— begin EXCERPTED TEXT —

Any person, even though also a partner, officer, employee, or agent of
XX Xxxxx, who may be or become a Director, officer, employee or agent of the
Fund, shall be deemed, when rendering services to the Fund or acting on any
business of the Fund, to be rendering such services to or acting solely for
the Fund and not as a Director, officer, employee, or agent or one under the
control or direction of XX Xxxxx even though paid by it.
5. COMPENSATION
In consideration of the services rendered pursuant to this Agreement,
the Fund will pay XX Xxxxx on the first business day of each month a fee for
the previous month, calculated daily, at the annual rate of .75 of 1.00% of
the Fund's average daily net assets. The fee for the period from the date
the Fund commences investment operations to the end of the month during which
the Fund commences investment operations shall be prorated according to the
proportion that such period bears to the full monthly period. Upon any
termination of this Agreement before the end of a month, the fee for such
part of that month shall be prorated according to the proportion that such
period bears to the full monthly period and shall be payable upon the date of
termination of this Agreement. For the purpose of determining fees payable
to XX Xxxxx, the value of the Fund's net assets shall be computed at the
times and in the manner specified in the Fund's Prospectus and the Statement
of Additional Information as from time to time in effect.

— end EXCERPTED TEXT —

#### [GOAL]
Edit the fund agreement passage by reproducing it from "Any person, even" through "paid by it.", with "Director" changed to "Trustee" throughout.

— begin RECORDS —

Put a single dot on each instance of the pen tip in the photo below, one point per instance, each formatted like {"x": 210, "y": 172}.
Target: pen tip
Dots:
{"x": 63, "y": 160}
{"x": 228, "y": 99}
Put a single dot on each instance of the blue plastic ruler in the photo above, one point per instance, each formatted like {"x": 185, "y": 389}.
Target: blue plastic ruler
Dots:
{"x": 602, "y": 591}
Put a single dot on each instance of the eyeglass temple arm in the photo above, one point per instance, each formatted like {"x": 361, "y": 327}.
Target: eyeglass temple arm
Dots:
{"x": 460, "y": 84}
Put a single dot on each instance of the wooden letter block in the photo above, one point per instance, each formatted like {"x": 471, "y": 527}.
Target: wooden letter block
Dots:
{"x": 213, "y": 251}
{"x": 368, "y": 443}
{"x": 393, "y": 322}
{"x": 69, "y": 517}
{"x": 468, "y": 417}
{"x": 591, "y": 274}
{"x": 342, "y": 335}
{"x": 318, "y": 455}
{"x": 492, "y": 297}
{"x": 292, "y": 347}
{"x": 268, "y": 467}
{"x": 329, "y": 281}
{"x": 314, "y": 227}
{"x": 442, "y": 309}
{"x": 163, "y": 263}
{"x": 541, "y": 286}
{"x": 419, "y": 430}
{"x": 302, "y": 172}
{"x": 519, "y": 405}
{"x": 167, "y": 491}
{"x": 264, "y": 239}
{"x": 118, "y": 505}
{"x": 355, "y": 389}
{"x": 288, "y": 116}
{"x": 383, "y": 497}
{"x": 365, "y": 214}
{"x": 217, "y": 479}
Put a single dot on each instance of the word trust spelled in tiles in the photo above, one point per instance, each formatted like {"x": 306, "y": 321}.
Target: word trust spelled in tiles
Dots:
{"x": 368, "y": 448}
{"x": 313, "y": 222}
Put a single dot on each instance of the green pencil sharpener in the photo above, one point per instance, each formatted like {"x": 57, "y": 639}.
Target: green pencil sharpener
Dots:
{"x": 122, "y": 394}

— end RECORDS —

#### [EXPECTED ANSWER]
Any person, even though also a partner, officer, employee, or agent of
XX Xxxxx, who may be or become a Trustee, officer, employee or agent of the
Fund, shall be deemed, when rendering services to the Fund or acting on any
business of the Fund, to be rendering such services to or acting solely for
the Fund and not as a Trustee, officer, employee, or agent or one under the
control or direction of XX Xxxxx even though paid by it.